◆ Problem to work on ◆
Copy out the entries below line for line, with the answers, but leave out the pictures.

(Position annotation entries)

____

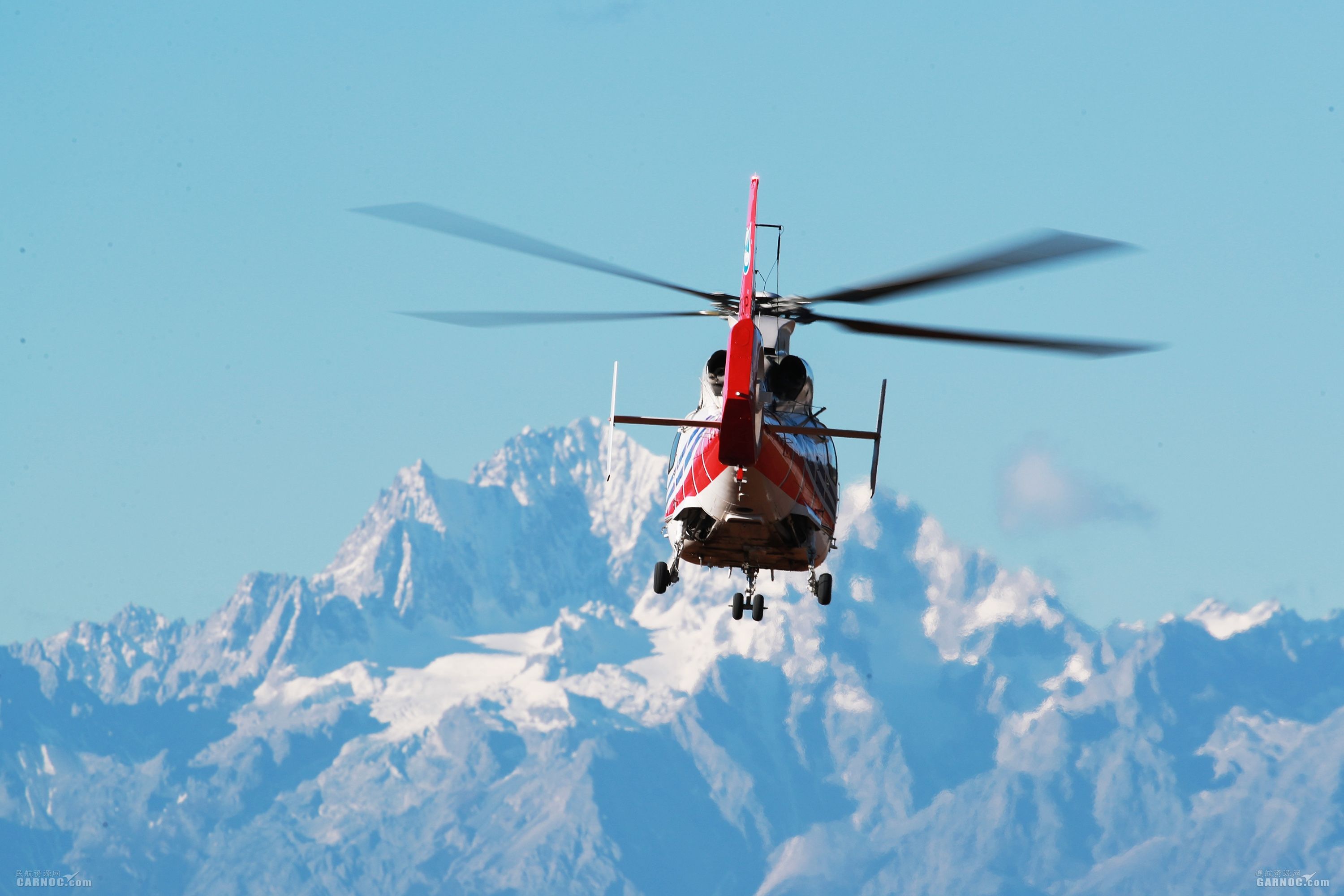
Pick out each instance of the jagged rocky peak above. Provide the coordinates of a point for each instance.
(538, 461)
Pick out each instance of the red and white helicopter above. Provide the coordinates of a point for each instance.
(753, 480)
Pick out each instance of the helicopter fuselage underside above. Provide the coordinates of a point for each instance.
(777, 513)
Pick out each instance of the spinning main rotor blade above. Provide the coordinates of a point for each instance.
(517, 319)
(449, 222)
(1092, 349)
(1051, 245)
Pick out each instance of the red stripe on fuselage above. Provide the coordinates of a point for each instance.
(779, 462)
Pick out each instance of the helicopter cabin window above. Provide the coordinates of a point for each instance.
(787, 378)
(714, 371)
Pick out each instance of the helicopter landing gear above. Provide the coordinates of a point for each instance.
(752, 599)
(664, 575)
(822, 587)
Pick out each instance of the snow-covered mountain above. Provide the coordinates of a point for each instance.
(483, 695)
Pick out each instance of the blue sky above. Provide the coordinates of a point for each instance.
(201, 375)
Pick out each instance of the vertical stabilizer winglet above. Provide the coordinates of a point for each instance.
(611, 421)
(877, 443)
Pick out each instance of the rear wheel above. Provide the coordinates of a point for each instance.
(662, 578)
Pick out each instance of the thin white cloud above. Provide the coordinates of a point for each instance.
(1037, 492)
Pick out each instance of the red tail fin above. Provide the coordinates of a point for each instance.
(740, 432)
(749, 257)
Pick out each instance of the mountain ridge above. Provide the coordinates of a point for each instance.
(422, 718)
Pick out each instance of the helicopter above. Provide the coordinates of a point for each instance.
(752, 480)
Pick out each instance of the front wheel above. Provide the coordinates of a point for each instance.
(662, 578)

____

◆ Written solution ◆
Pick out each instance of the jagged rocky peak above. Provide the coordinates of a point for each instance.
(538, 461)
Pick out each instance of the red and white helicopter above. Provide the coordinates of a point for each instance.
(753, 480)
Pick out each instance of the helicopter fuselage underside above. Provide the coordinates of a point for each instance.
(777, 513)
Pick out each instance of the spinning main rotor blade above. Provide the coordinates of a point for each instance.
(517, 319)
(449, 222)
(1092, 349)
(1051, 245)
Pick out each instance of the red stripe on fuselage above. Provide the coordinates of a point for each instance.
(779, 462)
Pick out each instance of the helicopter cabin window above. Provide the coordinates of a point for each instance.
(787, 378)
(714, 371)
Pick out each instance of the helicopter landing gear above. Provide the coordinates of a point for each instance.
(752, 599)
(664, 575)
(822, 587)
Pick out each instance of the snow-covered mountain above. Provide the coordinates of a point for each instance.
(483, 695)
Pick out each instance of the blue sky above. Provide the coordinates of a point for each instance.
(201, 375)
Pick out each instance of the vertical stabilizer winglet above. Provide the coordinates of a point for each instance.
(611, 421)
(877, 443)
Pick out each instance of the rear wheel above. Provide the coordinates of a point for each instance.
(662, 578)
Pick out each instance of the thin white cloud above. Provide the coordinates of a point for each instance.
(1037, 492)
Pick out each instance of the red tail fin above. Provide the coordinates of a point for each instance.
(740, 432)
(749, 257)
Pick out each instance of the mountain ridge above. Provide the coordinates of a point for each instance.
(422, 718)
Pick out each instance of the helicopter above. Provide the coordinates of a point for each instance.
(752, 480)
Pick out each instance of the front wheel above. Provide the coordinates of a point for each instance.
(662, 578)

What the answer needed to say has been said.